### Directive 1
In the holster-maker article, what are gross sales expected to reach this year?
### Directive 2
Reproduce word for word the passage of the holster-maker article starting with "What followed was" and going on through "holsters were shipped.".

--- start Extracted text ---

Diane Mastrull: A holster-maker who shares his methods with the world
Jon Hauptman started an unusual business — holster making — about a year ago in a most unorthodox way: He disclosed virtually all his trade secrets in one YouTube video after another, after another.
Jon Hauptman started an unusual business — holster making — about a year ago in a most unorthodox way: He disclosed virtually all his trade secrets in one YouTube video after another, after another.
In some, he did something else seemingly self-destructive: He encouraged viewers to make their own holsters, if they were so inclined.
What followed was not a crash-and-burn of Hauptman's start-up, but a groundswell of support from those who watched his videos and were moved to help him get PHLSTER off the ground. One guy even made for him, at no charge, a set of presses that were far better than the assemblages of plywood and clamps Hauptman was using in the molding process to secure sheets of thermal-formed plastic known as Kydex around gun replicas.
Soon, orders for his $75 holsters were coming in at a rapid clip. And Hauptman, 28, had to move what until then was a home-based hobby to renovated industrial space in Lower Kensington.
Gross sales this year are expected to reach $50,000; net income $20,000. In the company's busiest month, about 90 holsters were shipped.
Hauptman's transparent business technique somewhat baffles his entrepreneurial father, a partner in a Philadelphia architecture firm. Told of it, one Temple University business professor went silent for a few seconds and then, though not necessarily endorsing it, deemed it "a really interesting model."
As Hauptman transferred heated pieces of plastic from toaster ovens to presses recently, he defended his unconventional approach to commerce.
"Because of the amount of good will generated by the videos, and because of the appreciation people have for the educational material, it drives a certain image of the business," he said. That image "goes against the tactical, Ninja, elitist operation" of most companies in the holster business.
"I'm kind of against that eliticism," Hauptman added, his work uniform that day shorts, sneakers, and a T-shirt bearing the company's logo — the Liberty Bell and the word PHLSTER superimposed on a shield.

--- end Extracted text ---
--- start Material provided ---

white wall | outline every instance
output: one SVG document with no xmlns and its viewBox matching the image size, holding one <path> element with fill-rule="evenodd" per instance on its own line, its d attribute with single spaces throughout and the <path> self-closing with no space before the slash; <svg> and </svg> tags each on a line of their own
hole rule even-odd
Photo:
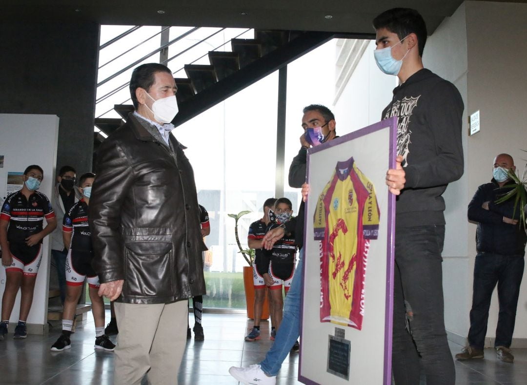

--- end Material provided ---

### Task solution 1
$50,000

### Task solution 2
What followed was not a crash-and-burn of Hauptman's start-up, but a groundswell of support from those who watched his videos and were moved to help him get PHLSTER off the ground. One guy even made for him, at no charge, a set of presses that were far better than the assemblages of plywood and clamps Hauptman was using in the molding process to secure sheets of thermal-formed plastic known as Kydex around gun replicas.
Soon, orders for his $75 holsters were coming in at a rapid clip. And Hauptman, 28, had to move what until then was a home-based hobby to renovated industrial space in Lower Kensington.
Gross sales this year are expected to reach $50,000; net income $20,000. In the company's busiest month, about 90 holsters were shipped.